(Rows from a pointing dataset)
[BEGIN]

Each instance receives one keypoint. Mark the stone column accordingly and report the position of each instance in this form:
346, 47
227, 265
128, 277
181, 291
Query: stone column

[END]
[BEGIN]

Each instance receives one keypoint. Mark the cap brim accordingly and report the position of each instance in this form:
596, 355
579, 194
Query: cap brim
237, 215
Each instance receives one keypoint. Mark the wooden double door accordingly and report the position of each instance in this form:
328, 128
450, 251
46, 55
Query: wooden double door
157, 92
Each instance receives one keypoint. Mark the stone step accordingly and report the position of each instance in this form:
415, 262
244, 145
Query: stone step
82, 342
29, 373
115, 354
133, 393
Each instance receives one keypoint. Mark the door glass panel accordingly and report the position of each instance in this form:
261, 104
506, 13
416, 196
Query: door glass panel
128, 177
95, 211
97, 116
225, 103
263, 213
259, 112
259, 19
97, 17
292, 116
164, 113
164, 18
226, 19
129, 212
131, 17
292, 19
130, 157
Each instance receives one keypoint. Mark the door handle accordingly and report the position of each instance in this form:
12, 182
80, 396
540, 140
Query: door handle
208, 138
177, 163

[END]

SET EXERCISE —
Return verbatim the records from the line with "Each instance receives one keypoint. Mark the stone column" up to and including the line with "Query: stone column".

ANSWER TO THIS PROBLEM —
Each instance receives one keypoint. Mark the stone column accordingly and report the position of each instance in this form:
346, 47
227, 265
128, 277
181, 291
Query: stone column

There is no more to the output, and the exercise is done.